_Source excerpt_

Between each read cycle, the current sensing transistor  $M_5$  is disconnected by switching off  $M_4$  and the bit-line is precharged by transistor  $M_3$  to an adjustable voltage  $V_{PC}$  which is supplied externally. Additionally, the gate of  $M_5$  and  $M_8$  is pulled up to  $V_{dd}$  by  $M_7$  in order to ensure that no current is flowing to  $M_9$ . Therefore, the static power consumption is zero. During the read phase,  $M_3$  and  $M_7$  are switched off and the bit-line is connected to  $M_5$ . If a bit value of 1 is transmitted, the line is pulled down by the in-pixel transistor  $M_1$ , which sinks a current equal to  $I_{READ}$ . As the bit-line is

discharged, the sensed current increases and becomes equal to  $I_{READ}$  when the bit-line voltage settles to its final value  $(V_{BL_{\it fl}})$  that is given by:

$$V_{BL_{fl}} \approx V_{dd} - V_{gs}^{M_5} = V_{dd} - \sqrt{\left(\frac{L}{W}\right)_{M_5} \frac{1}{\mu_n C_{ox}} I_{READ}} - V_{TH}^{M_5}$$
 (4.63)

where  $V_{gs}$  is the gate-to-source voltage, L,W are the transistor dimensions,  $\mu_n$  is the electron mobility,  $C_{ox}$  is the gate capacitance per unit area and  $V_{TH}$  is the transistor threshold. If a bit value of 0 is transmitted,  $M_1$  is disconnected from the bit-line by  $M_2$  and therefore no current is sinked. If the bit-line voltage (at the receiving end) becomes lower than  $V_{TH}^{M_5}$ , e.g. due to coupling, a small current will be drawn by  $M_5$  until the line is pulled back up to approx.  $V_{dd} - V_{TH}^{M_5}$ .

The small-signal input resistance of  $M_5$  is approximately equal to:

$$r_i^{M_5} \approx \frac{1}{g_{m_5}} = \frac{1}{\sqrt{2\mu_n C_{ox} \left(\frac{L}{W}\right)_{M_5} I_D^{M_5}}}$$
 (4.64)

and therefore depends on the drain current of  $M_5$  ( $I_D^{M_5}$ ), which at the start of the read phase depends on the value of  $V_{PC}$ . In order to reduce the sense amplifier input resistance,  $M_5$  should be designed with a high W/L ratio.

The data-bus readout is tuned by adjusting  $I_{READ}$ ,  $V_{PC}$  and  $I_{COMP}$ . The readout speed can be improved by increasing the pull-down current ( $I_{READ}$ ). However  $I_{READ}$  should not be set too high in order to avoid crosstalk between the pixel analog front-end and digital readout. The pre-charge voltage ( $V_{PC}$ ) should be: a) lower than  $V_{dd}$  in order to decrease  $r_i^{M_5}$  and additionally reduce the time needed to reach  $V_{BL_{fl}}$  (for a pulled-down line) and b) high enough to avoid a large current being drawn by a disconnected bit-line (bit value=0) while accounting for coupling. Typically  $V_{PC}$  is set to approximately 1.6 V. It can also be shorted to  $V_{dd}$ , if required, with the cost of reduced speed. The comparator current  $I_{COMP}$  should be set high enough to avoid errors due to coupling.

_Tasks for this exercise_
• a. Answer these questions from the readout excerpt, one line each, marked like the questions:
(i) Which transistor pulls the gate of M5 and M8 up to Vdd between read cycles?
(ii) When a bit value of 0 is transmitted, which transistor disconnects M1 from the bit-line?
(iii) What value is the pre-charge voltage typically set to?
• b. Print the readout excerpt from "The small-signal input" up to and including "high W/L ratio.".
The material has no part in this work.

_Information provided_

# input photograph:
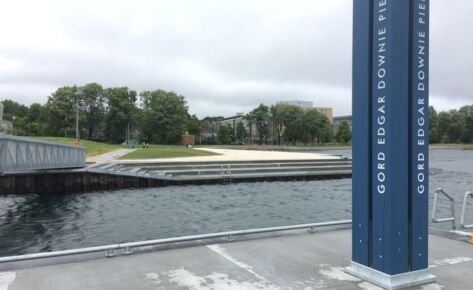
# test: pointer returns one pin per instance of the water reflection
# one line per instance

_Solved problems_
• a.
(i) M7
(ii) M2
(iii) Approximately 1.6 V

• b.
The small-signal input resistance of  $M_5$  is approximately equal to:

$$r_i^{M_5} \approx \frac{1}{g_{m_5}} = \frac{1}{\sqrt{2\mu_n C_{ox} \left(\frac{L}{W}\right)_{M_5} I_D^{M_5}}}$$
 (4.64)

and therefore depends on the drain current of  $M_5$  ( $I_D^{M_5}$ ), which at the start of the read phase depends on the value of  $V_{PC}$ . In order to reduce the sense amplifier input resistance,  $M_5$  should be designed with a high W/L ratio.